Goals:
(1) In the earnings call transcript, what split between manufacturing and R&D does the executive say the wireline business is still in?
(2) Resize the location labeling listing below by copying all of its lines, requests included, with every coordinate in the answers multiplied by 0.65 and rounded to a whole number, halves rounding up. Keep the sample points in the requests unchanged, and leave the pictures out.

Text extract:
━━━━━━━━
I appreciate that color. I wanted to ask just one follow-up on that. Another question I get a lot is the difference between the growth in your manufacturing versus R&D businesses in AI. I think the assumption is the manufacturing piece is moving very quickly, but it sounds like from some of the things you highlighted, you've got some strong demand for the emulators as well. How do those compare? And any comments on what that breakdown is? Has it changed at all from when you indicated it was 70-30?

Satish Dhanasekaran

Executives
#53

It's still for the wireline business, largely things move quarter-by-quarter, but I think it's largely -- we still -- it's in the 70-30 range. With both R&D, as I mentioned, in the AI space, both R&D and manufacturing doubling as we think about the first half business. So we're continuing to make traction in both. But clearly, in any given quarter, depending on what customers emphasize, you could see that number move a bit.

Operator

Operator
#54

And that concludes our question-and-answer session for today. I would now like to turn the call back over to Liz Morali for any closing comments.

Liz Morali

Executives
#55

Thank you, Abby, and thank you all for joining us today. A replay of today's call will be available on the Investor Relations website later today, and we appreciate your interest in Keysight.

Operator

Operator
#56

And ladies and gentlemen, thank you for your participation in today's conference. This concludes today's call, and you may now disconnect.
━━━━━━━━
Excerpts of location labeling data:
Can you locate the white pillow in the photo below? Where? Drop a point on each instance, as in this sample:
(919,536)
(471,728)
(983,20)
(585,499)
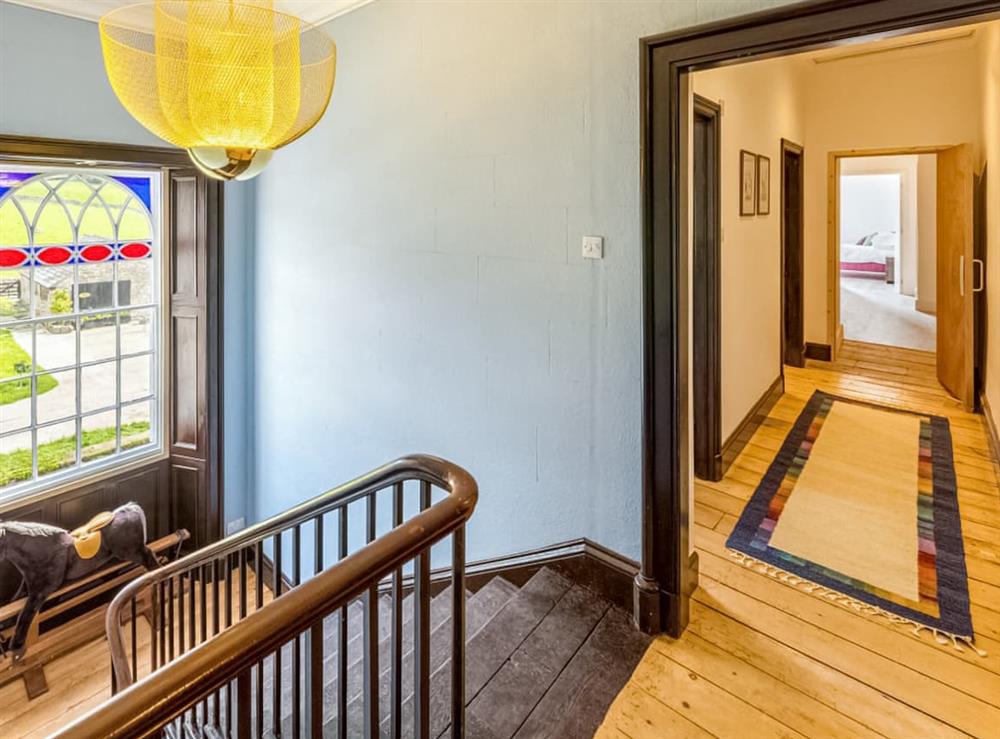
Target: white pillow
(885,239)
━━━━━━━━
Results for the exercise:
(1) The 70-30 range.

(2)
Can you locate the white pillow in the photo below? Where? Drop a point on each instance, as in this sample:
(919,536)
(471,728)
(983,20)
(585,499)
Target: white pillow
(575,155)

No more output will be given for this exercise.